**Problem set:**
A) From the library reopening notice, name each of the Research Libraries that researchers can book an appointment to visit.
B) Pull out every line of the listing that contains the word "roof".

**Page text:**
★ ★ ★ ★

As part of its gradual reopening, the New York Public Library is offering enhanced online services and grab-and-go service at multiple locations. For up to date reopening guidelines, check NYPL's reopening page or sign up for Research at NYPL email updates to receive announcements and service updates.
On-Site Research: As of May 10, 2021, researchers can schedule an appointment to visit any of the New York Public Library’s four Research Libraries – the Stephen A. Schwarzman Building, Performing Arts, Schomburg Center for Research in Black Culture, or the Business Center at the Stavros Niarchos Foundation Library (formerly the Science and Business Library, or SIBL). Before doing so, you’ll need to meet virtually with an NYPL librarian, in advance of your visit – so be sure to plan ahead, and schedule enough time in advance for your research needs.
Additional Services include:
"The development of a permanent rapprochement between the Graduate School and the New York Public Library — with a long-range commitment of public funds under an agreement that would permit the university’s cooperation in the development of those NYPL policies that affect its research collections — should be one of the Graduate School’s top priorities for the near future."
– Mina Rees. The First Ten Years of the Graduate School of the City University of New York. August 1972, p. 10.

★ ★ ★ ★

**Extracted information:**

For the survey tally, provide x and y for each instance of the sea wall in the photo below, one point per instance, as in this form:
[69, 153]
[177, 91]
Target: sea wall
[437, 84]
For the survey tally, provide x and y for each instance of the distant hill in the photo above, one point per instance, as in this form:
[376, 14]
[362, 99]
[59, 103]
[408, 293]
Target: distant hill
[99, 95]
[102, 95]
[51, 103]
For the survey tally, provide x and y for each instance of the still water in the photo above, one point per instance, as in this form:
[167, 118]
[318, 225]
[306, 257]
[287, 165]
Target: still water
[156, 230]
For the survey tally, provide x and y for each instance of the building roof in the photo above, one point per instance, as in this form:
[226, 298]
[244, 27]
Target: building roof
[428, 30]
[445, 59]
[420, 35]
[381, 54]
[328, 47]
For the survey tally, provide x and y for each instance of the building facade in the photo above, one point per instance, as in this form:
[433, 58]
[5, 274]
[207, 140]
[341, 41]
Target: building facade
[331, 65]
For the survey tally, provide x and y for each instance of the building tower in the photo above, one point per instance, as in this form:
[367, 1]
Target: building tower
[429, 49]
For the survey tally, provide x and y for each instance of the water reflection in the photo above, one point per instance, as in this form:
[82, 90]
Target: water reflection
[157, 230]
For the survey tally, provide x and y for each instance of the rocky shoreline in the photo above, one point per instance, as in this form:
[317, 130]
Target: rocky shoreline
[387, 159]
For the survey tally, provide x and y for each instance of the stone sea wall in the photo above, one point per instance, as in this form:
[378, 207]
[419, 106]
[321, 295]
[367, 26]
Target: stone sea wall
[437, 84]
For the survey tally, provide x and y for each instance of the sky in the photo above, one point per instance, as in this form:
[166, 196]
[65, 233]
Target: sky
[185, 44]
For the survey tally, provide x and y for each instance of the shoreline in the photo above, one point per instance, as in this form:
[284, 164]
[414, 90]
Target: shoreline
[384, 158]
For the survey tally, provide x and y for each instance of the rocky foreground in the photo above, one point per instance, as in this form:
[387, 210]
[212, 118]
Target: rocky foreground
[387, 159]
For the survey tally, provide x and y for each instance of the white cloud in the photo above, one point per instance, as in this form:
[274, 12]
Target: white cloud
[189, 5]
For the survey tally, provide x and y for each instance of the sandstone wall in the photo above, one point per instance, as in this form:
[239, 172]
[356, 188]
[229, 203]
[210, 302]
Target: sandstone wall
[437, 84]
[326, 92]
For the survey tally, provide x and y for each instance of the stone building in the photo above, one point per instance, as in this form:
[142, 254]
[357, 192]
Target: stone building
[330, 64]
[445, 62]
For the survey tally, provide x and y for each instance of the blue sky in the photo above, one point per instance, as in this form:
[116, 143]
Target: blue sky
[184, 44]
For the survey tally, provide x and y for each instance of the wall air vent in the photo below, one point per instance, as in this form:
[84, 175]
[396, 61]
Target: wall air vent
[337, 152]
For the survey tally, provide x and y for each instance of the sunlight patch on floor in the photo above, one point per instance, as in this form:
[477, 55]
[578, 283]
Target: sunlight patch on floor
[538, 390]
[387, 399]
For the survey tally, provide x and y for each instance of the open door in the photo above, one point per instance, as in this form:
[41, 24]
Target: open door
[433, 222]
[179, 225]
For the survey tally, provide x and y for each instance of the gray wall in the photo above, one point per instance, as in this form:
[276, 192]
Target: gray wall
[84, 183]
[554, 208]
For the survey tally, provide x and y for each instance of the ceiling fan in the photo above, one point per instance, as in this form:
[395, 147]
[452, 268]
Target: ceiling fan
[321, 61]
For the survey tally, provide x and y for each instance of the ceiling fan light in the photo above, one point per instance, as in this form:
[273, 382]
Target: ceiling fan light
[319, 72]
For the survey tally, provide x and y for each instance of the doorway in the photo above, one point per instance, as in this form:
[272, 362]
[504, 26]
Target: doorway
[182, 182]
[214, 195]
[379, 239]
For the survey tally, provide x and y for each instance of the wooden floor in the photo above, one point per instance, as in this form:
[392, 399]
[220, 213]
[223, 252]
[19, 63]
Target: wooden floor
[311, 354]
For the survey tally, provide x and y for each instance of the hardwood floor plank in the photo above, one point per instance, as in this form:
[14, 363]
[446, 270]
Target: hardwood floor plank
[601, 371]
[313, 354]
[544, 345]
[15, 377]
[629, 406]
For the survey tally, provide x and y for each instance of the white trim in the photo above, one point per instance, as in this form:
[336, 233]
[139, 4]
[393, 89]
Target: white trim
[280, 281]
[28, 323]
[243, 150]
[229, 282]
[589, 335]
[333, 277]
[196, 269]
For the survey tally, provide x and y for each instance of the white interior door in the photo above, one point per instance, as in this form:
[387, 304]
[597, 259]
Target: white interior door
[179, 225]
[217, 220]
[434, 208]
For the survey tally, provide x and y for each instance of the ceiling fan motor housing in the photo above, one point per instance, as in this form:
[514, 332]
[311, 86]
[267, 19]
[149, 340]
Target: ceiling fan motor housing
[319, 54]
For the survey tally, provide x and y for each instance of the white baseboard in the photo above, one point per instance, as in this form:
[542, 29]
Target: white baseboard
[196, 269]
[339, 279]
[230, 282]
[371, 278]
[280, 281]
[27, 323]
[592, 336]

★ ★ ★ ★

**The answers:**
A)
- Stephen A. Schwarzman Building
- Performing Arts
- Schomburg Center for Research in Black Culture
- Business Center at the Stavros Niarchos Foundation Library (formerly the Science and Business Library, or SIBL)

B)
For the survey tally, provide x and y for each instance of the building roof in the photo above, one point per instance, as in this form:
Target: building roof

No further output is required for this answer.